Description of the task: Please repeat every line of the items below, requests included, shifting each x and y coordinate in the answer points up by 55. Leave the sample coordinates inside the requests unchanged.

Dataset entries:
────────────────

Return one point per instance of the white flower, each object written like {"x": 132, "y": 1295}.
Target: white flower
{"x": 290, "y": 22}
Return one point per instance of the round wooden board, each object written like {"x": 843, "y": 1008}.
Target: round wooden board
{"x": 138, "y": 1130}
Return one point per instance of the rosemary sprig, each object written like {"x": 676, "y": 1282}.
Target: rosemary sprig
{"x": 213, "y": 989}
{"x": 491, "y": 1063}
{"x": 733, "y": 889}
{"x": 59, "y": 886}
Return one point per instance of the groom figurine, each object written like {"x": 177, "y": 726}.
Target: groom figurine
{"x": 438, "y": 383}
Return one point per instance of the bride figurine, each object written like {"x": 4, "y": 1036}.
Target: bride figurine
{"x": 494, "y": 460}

────────────────

The result:
Return one point per instance of the white flower, each object written like {"x": 132, "y": 1295}.
Target: white flower
{"x": 345, "y": 77}
Return one point per instance of the round wooden board, each object written like {"x": 843, "y": 1008}.
Target: round wooden board
{"x": 193, "y": 1185}
Return one point per instance of the rosemary sprig, each object written like {"x": 676, "y": 1282}.
Target: rosemary sprig
{"x": 268, "y": 1044}
{"x": 546, "y": 1118}
{"x": 788, "y": 944}
{"x": 114, "y": 941}
Return one point per instance of the groom figurine, each object written like {"x": 177, "y": 726}.
Target: groom figurine
{"x": 493, "y": 438}
Return one point per instance of the bride figurine, each object written like {"x": 4, "y": 1036}.
Target: bride figurine
{"x": 549, "y": 515}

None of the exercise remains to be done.